── Dataset entries ──

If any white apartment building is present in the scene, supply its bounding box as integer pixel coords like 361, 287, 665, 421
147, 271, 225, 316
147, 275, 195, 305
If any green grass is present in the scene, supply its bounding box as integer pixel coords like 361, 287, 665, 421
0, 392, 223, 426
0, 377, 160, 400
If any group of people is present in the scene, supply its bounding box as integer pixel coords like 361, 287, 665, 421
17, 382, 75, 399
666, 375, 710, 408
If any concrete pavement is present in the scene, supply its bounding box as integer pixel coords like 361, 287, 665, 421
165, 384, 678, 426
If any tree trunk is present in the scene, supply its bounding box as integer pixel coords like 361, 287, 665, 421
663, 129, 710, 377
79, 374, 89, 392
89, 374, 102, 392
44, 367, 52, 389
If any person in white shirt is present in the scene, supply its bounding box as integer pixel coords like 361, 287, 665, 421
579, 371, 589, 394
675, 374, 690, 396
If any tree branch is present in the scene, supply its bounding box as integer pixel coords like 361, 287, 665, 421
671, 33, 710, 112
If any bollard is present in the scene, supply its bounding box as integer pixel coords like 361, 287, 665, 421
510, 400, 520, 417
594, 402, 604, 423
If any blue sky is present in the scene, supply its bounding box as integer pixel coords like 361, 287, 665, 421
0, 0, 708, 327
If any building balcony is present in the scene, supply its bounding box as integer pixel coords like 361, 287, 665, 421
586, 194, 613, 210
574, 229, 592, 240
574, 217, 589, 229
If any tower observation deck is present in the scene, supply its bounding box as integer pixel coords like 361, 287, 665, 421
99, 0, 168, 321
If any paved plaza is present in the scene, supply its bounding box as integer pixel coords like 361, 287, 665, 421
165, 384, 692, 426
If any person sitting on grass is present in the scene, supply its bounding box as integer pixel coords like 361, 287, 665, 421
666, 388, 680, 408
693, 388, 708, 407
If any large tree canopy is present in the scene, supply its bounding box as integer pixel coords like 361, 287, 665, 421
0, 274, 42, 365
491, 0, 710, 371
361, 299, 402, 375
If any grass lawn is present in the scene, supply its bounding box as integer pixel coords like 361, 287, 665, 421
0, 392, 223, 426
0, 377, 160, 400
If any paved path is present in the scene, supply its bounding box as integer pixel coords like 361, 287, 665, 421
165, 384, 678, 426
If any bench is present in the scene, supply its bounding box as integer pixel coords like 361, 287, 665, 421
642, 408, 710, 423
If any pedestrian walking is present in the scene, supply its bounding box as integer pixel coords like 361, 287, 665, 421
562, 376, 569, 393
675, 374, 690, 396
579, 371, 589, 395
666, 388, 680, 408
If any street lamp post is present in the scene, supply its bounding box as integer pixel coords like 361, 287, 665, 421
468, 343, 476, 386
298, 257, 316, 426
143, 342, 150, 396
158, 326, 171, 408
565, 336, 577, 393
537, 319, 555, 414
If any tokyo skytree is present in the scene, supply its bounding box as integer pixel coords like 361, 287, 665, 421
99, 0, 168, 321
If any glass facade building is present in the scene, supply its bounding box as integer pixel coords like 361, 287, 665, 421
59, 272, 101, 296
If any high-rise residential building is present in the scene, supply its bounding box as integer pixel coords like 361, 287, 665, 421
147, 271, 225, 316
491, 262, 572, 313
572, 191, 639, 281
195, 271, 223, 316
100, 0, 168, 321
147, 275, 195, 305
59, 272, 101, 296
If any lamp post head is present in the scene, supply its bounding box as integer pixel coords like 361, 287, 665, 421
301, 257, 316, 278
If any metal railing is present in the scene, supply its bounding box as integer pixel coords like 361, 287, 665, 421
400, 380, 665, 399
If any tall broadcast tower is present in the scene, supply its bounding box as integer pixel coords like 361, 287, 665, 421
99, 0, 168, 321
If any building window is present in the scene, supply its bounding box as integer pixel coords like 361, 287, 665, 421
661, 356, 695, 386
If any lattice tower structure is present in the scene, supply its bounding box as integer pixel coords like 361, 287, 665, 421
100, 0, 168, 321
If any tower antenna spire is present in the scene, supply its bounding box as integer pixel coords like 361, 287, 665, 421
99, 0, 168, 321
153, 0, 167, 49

───

:: Work instructions ::
Retype every line of the data entries above, keeping each character unchanged.

:: Correct answer ::
If any white apartment building is present in the scene, supply its bounding box as integer pixel coords like 361, 287, 665, 421
147, 271, 225, 316
147, 275, 195, 305
If any green grass is present in the scene, supply its bounding box as integer pixel coords like 361, 287, 665, 421
0, 392, 223, 426
0, 377, 160, 400
If any group of people is present in the scene, supply its bounding box as integer pixel coords like 361, 287, 665, 421
17, 382, 75, 399
666, 375, 710, 408
If any concrete pavement is present in the scene, supply its bounding box as integer pixel coords like 361, 287, 665, 421
165, 384, 678, 426
If any tree trunk is present in the scene, supply its bounding box as integer pixel coords like 361, 287, 665, 421
663, 129, 710, 377
79, 374, 89, 392
89, 374, 102, 392
44, 367, 52, 389
If any person in white shirt is present in the scene, supply its bounding box as integer pixel coords like 361, 287, 665, 421
579, 371, 589, 394
675, 374, 690, 396
If any tree branch is present in the scene, supply its bounding box as integer pixel coords like 361, 287, 665, 421
671, 33, 710, 112
If any bollard is present in the scene, supply its bounding box as integer pixel coords like 361, 287, 665, 421
510, 400, 520, 417
594, 402, 604, 423
If any blue sky is present in the scene, supply its bounding box as integer pixel coords like 361, 287, 665, 421
0, 0, 708, 327
If any building balcony is present in the scene, supply its bounding box as integer pixel coords like 361, 287, 665, 421
586, 194, 613, 210
574, 229, 592, 240
574, 217, 589, 229
If any tower observation deck is present in the scene, supply its bounding box as integer pixel coords like 361, 287, 665, 421
99, 0, 168, 321
If any paved plaza is present in the scene, supply its bounding box as integer pixel coords like 361, 287, 665, 421
165, 384, 692, 426
If any person sitting on grass is present in the scene, supply its bounding box as integer pixel coords like 361, 287, 665, 421
666, 388, 680, 408
693, 388, 708, 407
If any large tree canopy is present in the scene, supply its bounding box as integer pixel coords like 361, 287, 665, 421
0, 274, 42, 365
491, 0, 710, 371
361, 299, 402, 375
If any grass lawn is present in the scene, supply its bounding box as integer pixel coords like 361, 287, 665, 421
0, 392, 223, 426
0, 377, 160, 400
If any paved path is present in the scene, supply its bounding box as integer pixel coords like 361, 287, 665, 421
165, 384, 678, 426
If any bench is present in the scene, supply its bounding box as integer pixel coords like 361, 287, 665, 421
642, 408, 710, 423
If any pedestrian walking is present in the scene, supply its bounding box as integer pixel coords like 361, 287, 665, 421
562, 376, 569, 393
675, 374, 690, 396
579, 371, 589, 395
666, 388, 680, 408
If any street lamp post is present in the scene, supply its bounding box as integer pixel coords like 361, 287, 665, 421
468, 343, 476, 386
298, 257, 316, 426
143, 342, 150, 396
158, 326, 171, 408
565, 336, 577, 393
537, 319, 555, 414
If any tokyo skytree is present in the scene, supply its bounding box as integer pixel coords like 361, 287, 665, 421
99, 0, 168, 321
If any glass facade building is present in the scene, supply its bounding box as integer pixel coords like 361, 287, 665, 421
59, 272, 101, 296
If any high-rise residential building is present in the scene, supply its bounding box as integer pixel coords like 361, 287, 665, 421
147, 271, 225, 316
491, 262, 572, 313
572, 191, 639, 281
195, 271, 223, 316
100, 0, 168, 321
147, 275, 195, 305
59, 272, 101, 296
If any lamp post head is present in the scene, supply its bounding box as integer pixel coords like 361, 287, 665, 421
301, 257, 316, 278
If any metal railing is present in the scene, supply its bounding box as integer pixel coords like 361, 287, 665, 421
400, 380, 665, 399
If any tall broadcast tower is present in the scene, supply its bounding box as integer pixel coords like 361, 287, 665, 421
99, 0, 168, 321
If any building window is present in the scene, supply its bounding box as integer pixel coords like 361, 287, 665, 421
661, 356, 695, 386
If any lattice tower structure is present in the scene, supply its bounding box as integer pixel coords like 361, 287, 665, 421
100, 0, 168, 321
If any tower antenna spire is present in the scene, supply its bounding box as integer pixel coords like 361, 287, 665, 421
99, 0, 168, 321
153, 0, 167, 49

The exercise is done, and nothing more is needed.